▶ Текст для чтения:

********

Я мог бы привести имена 150 преподавателей школ второй ступени, делающих все возможное и даже больше ради попытки сохранения в нашей древней стране остатков хорошего вкуса, качества, прежнего вкуса, остатков стародавних духовных обычаев, хоть немного от того уходящего в прошлое духа внутренней свободы.
Школьные учителя никоим образом не вписываются в партию интеллектуалов. Что бы они там ни думали. Чего бы они там ни желали. Что бы они ни делали, они все еще очень крепко связаны с реальной страной. Они в гораздо большей степени, чем им того хочется, являются уполномоченными культуры. Преподаватели школы второй ступени не составляют, если можно так выразиться, никакой партии, за исключением политиков, немногих, кто приложил все усилия к своему продвижению по служебной лестнице, к своему быстрому переводу из провинции в Париж. Иными словами, в отношении всех остальных, в отношении всех прочих, в отношении преподавательского корпуса, можно сказать, просто необходимо сказать, что система образования второй ступени, как бы ни старались ее развалить, в сколь бы расстроенное состояние не пытались ее привести, все еще остается во Франции твердыней и оплотом культуры.
Надо ли мне говорить, что подчас в системе высшего образования большое значение, по крайней мере вначале, дабы привести в изумление новичков, молодежь, придается тому, что преподаватели в школе второй ступени проводят, дают уроки, тогда как господа мэтры и профессора высшей школы – наоборот, читают лекции. К сожалению, приходится на это им возразить: при современном состоянии образования оказывается, что к культуре приобщаются именно на школьных дожах, тогда как на лекциях этого нет и в помине.

********

▶ Что требуется:
#1 Чем, согласно отрывку о школьных учителях, система образования второй ступени всё ещё остаётся во Франции?
#2 Выпишите из отрывка о школьных учителях фрагмент между словами «Я мог бы привести» и «духа внутренней свободы.» включительно.

[Строки данных]
********

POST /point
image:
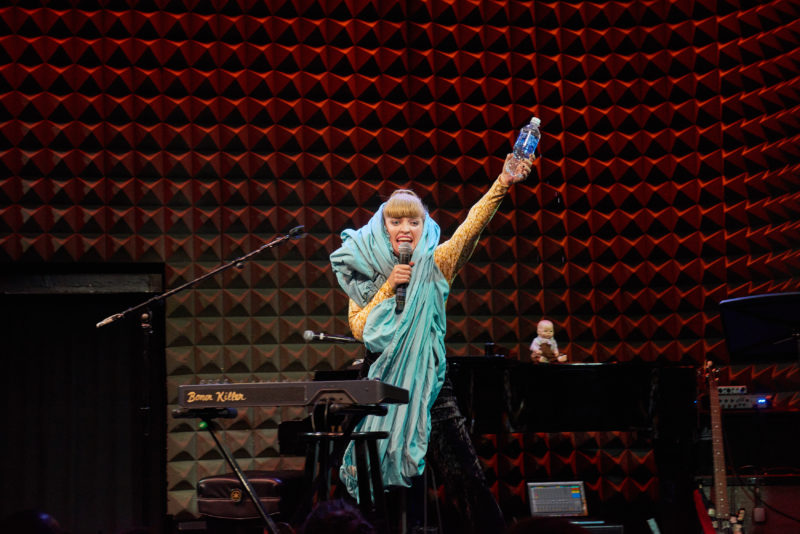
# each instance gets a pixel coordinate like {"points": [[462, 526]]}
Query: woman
{"points": [[407, 348]]}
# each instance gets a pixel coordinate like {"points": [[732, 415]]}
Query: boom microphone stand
{"points": [[146, 321]]}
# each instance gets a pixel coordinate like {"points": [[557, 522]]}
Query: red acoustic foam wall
{"points": [[189, 133]]}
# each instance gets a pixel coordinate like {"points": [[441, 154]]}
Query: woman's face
{"points": [[403, 230]]}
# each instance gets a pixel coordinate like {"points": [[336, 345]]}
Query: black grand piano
{"points": [[499, 395]]}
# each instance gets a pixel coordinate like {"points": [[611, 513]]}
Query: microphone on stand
{"points": [[309, 335], [400, 293]]}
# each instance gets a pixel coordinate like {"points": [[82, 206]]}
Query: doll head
{"points": [[545, 329]]}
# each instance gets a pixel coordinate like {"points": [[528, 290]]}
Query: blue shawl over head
{"points": [[411, 343]]}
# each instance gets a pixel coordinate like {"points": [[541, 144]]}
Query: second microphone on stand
{"points": [[404, 250]]}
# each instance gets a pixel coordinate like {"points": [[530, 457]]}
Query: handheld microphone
{"points": [[309, 335], [400, 293]]}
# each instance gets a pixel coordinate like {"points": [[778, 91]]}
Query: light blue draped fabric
{"points": [[411, 344]]}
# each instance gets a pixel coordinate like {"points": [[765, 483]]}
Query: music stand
{"points": [[762, 328]]}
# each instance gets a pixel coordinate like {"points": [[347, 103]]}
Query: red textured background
{"points": [[189, 133]]}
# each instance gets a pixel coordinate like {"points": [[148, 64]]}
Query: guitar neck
{"points": [[720, 481]]}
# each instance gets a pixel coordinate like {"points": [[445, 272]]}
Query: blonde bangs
{"points": [[404, 203]]}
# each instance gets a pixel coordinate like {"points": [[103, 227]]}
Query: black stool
{"points": [[321, 459]]}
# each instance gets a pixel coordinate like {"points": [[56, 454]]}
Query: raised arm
{"points": [[454, 253]]}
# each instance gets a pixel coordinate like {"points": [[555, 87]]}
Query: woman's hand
{"points": [[401, 274], [524, 167]]}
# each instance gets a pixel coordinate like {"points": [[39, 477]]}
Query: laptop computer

********

▶ Ответы ниже:
#1 Твердыней и оплотом культуры.

#2
Я мог бы привести имена 150 преподавателей школ второй ступени, делающих все возможное и даже больше ради попытки сохранения в нашей древней стране остатков хорошего вкуса, качества, прежнего вкуса, остатков стародавних духовных обычаев, хоть немного от того уходящего в прошлое духа внутренней свободы.